--- Coordinate labeling data ---
==================================================

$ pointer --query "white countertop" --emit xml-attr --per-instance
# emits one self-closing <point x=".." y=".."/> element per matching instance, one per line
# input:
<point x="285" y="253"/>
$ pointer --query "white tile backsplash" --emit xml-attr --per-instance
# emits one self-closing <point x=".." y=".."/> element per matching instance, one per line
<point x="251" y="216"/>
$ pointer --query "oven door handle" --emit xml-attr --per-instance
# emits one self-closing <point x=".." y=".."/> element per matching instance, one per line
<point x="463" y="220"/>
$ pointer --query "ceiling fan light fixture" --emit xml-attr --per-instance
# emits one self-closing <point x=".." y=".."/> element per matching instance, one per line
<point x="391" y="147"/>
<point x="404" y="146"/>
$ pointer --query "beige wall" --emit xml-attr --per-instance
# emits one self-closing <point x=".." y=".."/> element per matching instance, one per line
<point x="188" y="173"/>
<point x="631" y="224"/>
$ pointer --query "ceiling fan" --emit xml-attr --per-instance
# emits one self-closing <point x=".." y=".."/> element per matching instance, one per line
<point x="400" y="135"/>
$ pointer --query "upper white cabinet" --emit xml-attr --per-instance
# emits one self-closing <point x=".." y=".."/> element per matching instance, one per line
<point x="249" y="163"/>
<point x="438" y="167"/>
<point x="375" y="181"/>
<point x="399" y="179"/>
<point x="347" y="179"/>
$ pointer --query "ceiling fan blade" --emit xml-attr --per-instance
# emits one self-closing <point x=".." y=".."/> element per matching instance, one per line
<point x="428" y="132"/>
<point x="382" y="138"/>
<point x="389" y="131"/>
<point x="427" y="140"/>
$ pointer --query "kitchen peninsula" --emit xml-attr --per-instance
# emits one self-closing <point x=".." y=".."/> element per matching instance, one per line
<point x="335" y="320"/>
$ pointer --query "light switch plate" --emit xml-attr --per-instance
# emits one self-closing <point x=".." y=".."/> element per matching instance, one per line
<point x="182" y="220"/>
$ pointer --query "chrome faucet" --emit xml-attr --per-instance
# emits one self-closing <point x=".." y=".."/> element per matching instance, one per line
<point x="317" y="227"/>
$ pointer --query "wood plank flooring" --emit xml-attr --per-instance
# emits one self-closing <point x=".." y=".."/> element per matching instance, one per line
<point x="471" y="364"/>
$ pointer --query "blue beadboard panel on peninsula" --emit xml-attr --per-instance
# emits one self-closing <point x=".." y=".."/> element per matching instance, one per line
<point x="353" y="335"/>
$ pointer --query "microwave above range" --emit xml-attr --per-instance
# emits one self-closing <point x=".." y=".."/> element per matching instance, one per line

==================================================

--- To be done ---
All of the entries must be quoted exactly; please include each one.

--- Solution below ---
$ pointer --query "white countertop" --emit xml-attr --per-instance
# emits one self-closing <point x=".." y=".."/> element per matching instance, one per line
# input:
<point x="285" y="253"/>
$ pointer --query "white tile backsplash" --emit xml-attr --per-instance
# emits one self-closing <point x=".." y=".."/> element per matching instance, one per line
<point x="251" y="216"/>
$ pointer --query "oven door handle" --emit xml-attr --per-instance
# emits one self-closing <point x=".." y=".."/> element per matching instance, one per line
<point x="463" y="220"/>
$ pointer --query "ceiling fan light fixture" --emit xml-attr --per-instance
# emits one self-closing <point x=".." y=".."/> element per matching instance, one per line
<point x="391" y="147"/>
<point x="404" y="146"/>
$ pointer --query "beige wall" --emit xml-attr --per-instance
# emits one self-closing <point x=".." y=".."/> element per matching instance, one per line
<point x="188" y="173"/>
<point x="631" y="224"/>
$ pointer --query "ceiling fan" --emit xml-attr --per-instance
# emits one self-closing <point x=".." y=".."/> element per matching instance, one per line
<point x="400" y="135"/>
$ pointer --query "upper white cabinet" --emit xml-attr --per-instance
# emits one self-closing <point x=".." y=".."/> element per matching instance, one per line
<point x="249" y="163"/>
<point x="438" y="167"/>
<point x="375" y="181"/>
<point x="399" y="179"/>
<point x="347" y="179"/>
$ pointer --query "ceiling fan blade" --emit xml-attr --per-instance
# emits one self-closing <point x=".." y=".."/> element per matching instance, one per line
<point x="428" y="132"/>
<point x="382" y="138"/>
<point x="389" y="131"/>
<point x="427" y="140"/>
$ pointer --query "kitchen peninsula" --emit xml-attr --per-instance
# emits one self-closing <point x=".." y=".."/> element per matching instance, one per line
<point x="335" y="320"/>
$ pointer --query "light switch plate" --emit xml-attr --per-instance
# emits one self-closing <point x=".." y=".."/> element per matching instance, one per line
<point x="182" y="220"/>
$ pointer --query "chrome faucet" --emit xml-attr --per-instance
# emits one self-closing <point x=".." y=".."/> element per matching instance, one per line
<point x="317" y="227"/>
$ pointer --query "wood plank flooring" --emit xml-attr --per-instance
# emits one self-closing <point x=".." y=".."/> element per matching instance, one per line
<point x="471" y="364"/>
$ pointer --query "blue beadboard panel on peninsula" --emit xml-attr --per-instance
# emits one self-closing <point x=".." y=".."/> element per matching instance, one per line
<point x="353" y="335"/>
$ pointer --query "microwave above range" --emit xml-attr --per-instance
# emits one self-closing <point x=".." y=".."/> element per matching instance, one per line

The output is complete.